== What you need to do ==
Reproduce every line of the listing below without changing anything.
=== Recorded information ===
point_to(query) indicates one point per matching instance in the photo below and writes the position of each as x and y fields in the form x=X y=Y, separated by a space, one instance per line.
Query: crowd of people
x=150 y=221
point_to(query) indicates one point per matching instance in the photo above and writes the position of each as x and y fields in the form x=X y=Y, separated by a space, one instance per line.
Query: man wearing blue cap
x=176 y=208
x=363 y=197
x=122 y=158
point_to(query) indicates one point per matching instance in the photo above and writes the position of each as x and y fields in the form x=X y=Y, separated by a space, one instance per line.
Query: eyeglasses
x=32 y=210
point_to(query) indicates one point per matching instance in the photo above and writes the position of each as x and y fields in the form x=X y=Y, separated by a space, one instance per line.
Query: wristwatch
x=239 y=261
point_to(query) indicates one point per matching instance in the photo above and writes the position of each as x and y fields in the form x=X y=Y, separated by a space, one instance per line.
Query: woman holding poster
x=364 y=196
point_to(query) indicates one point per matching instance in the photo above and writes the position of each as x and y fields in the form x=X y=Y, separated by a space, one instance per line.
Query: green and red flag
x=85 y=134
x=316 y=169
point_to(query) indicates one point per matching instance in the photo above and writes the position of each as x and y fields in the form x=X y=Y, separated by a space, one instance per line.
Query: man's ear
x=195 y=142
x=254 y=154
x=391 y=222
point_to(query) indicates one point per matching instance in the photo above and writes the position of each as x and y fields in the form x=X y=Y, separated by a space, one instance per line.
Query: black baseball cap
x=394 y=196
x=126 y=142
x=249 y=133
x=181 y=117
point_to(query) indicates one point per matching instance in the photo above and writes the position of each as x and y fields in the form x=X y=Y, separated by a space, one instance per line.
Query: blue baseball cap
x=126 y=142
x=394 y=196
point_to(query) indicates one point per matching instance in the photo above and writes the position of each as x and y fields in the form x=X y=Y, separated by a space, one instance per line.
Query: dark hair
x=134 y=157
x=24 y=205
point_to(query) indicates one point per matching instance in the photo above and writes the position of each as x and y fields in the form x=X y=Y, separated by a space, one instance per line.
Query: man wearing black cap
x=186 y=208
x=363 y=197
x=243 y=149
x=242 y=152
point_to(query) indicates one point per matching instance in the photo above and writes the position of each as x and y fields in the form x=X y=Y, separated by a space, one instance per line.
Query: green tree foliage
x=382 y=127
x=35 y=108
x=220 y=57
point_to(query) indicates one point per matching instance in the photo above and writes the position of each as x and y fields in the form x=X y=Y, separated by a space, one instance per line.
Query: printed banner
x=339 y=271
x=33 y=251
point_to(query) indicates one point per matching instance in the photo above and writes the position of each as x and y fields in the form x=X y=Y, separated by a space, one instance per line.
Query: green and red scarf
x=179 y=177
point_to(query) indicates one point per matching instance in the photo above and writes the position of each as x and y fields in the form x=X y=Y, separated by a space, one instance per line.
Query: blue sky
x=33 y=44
===
== Task answer ==
point_to(query) indicates one point per matching instance in the photo below and writes the position of each as x and y fields in the form x=X y=Y, separated by a space, one instance per line.
Query: crowd of people
x=150 y=221
point_to(query) indicates one point per matching instance in the photo above and writes the position of each as x and y fields in the form x=X y=Y, separated by a space, one instance per line.
Query: man wearing blue cap
x=176 y=208
x=363 y=197
x=122 y=158
point_to(query) indicates one point per matching instance in the photo above and writes the position of each as x and y fields in the form x=X y=Y, separated by a space, one instance per line.
Query: eyeglasses
x=32 y=210
point_to(query) indicates one point per matching instance in the photo above and writes the position of each as x and y fields in the form x=X y=Y, separated by a space, one instance per line.
Query: wristwatch
x=239 y=261
point_to(query) indicates one point per matching instance in the photo above and writes the position of each as x and y fields in the form x=X y=Y, separated by a space, one instance per line.
Query: woman holding poster
x=364 y=196
point_to(query) indicates one point per matching instance in the photo above and writes the position of each as x and y fields in the form x=X y=Y, separated by a space, one instance per line.
Query: green and red flag
x=85 y=134
x=316 y=169
point_to(query) indicates one point per matching instance in the photo above and writes the position of each as x and y fields in the form x=X y=Y, separated by a space, one instance per line.
Query: man's ear
x=195 y=142
x=254 y=154
x=391 y=222
point_to(query) indicates one point per matching instance in the photo above and writes the position of each as x and y fields in the form x=X y=Y, separated by a space, one instance per line.
Query: black baseball cap
x=394 y=196
x=126 y=142
x=249 y=133
x=181 y=117
point_to(query) indicates one point per matching instance in the photo above and writes the position of each as x and y fields in the form x=X y=Y, separated by a space, one instance per line.
Query: blue baseball cap
x=126 y=142
x=394 y=196
point_to(query) indicates one point per matching instance in the photo above and writes the position of each as x and y fields in the form x=X y=Y, separated by a space, one instance per line.
Query: dark hair
x=134 y=157
x=24 y=205
point_to(query) indicates one point per matching instance in the photo above and writes the position of each as x and y fields in the form x=X y=Y, separated by a space, one instance per line.
Query: man wearing black cap
x=186 y=208
x=363 y=197
x=243 y=149
x=242 y=152
point_to(query) indicates one point per matching instance in the photo above and writes the position of each as x and y fields in the form x=X y=Y, separated by a space, one instance per line.
Query: green tree foliage
x=382 y=127
x=35 y=108
x=220 y=57
point_to(query) indicates one point per matching instance in the photo above and writes the position of each as x and y fields in the form x=X y=Y, separated by a space, one instance per line.
Query: printed banner
x=339 y=271
x=33 y=251
point_to(query) indicates one point per matching instance in the photo above and writes the position of each as x and y fields in the form x=X y=Y, separated by a space, one instance per line.
Query: green and red scarf
x=179 y=177
point_to(query) indicates one point per matching instance in the photo above and writes the position of each as x and y fields in the form x=X y=Y, separated by a space, one instance per line.
Query: blue sky
x=33 y=44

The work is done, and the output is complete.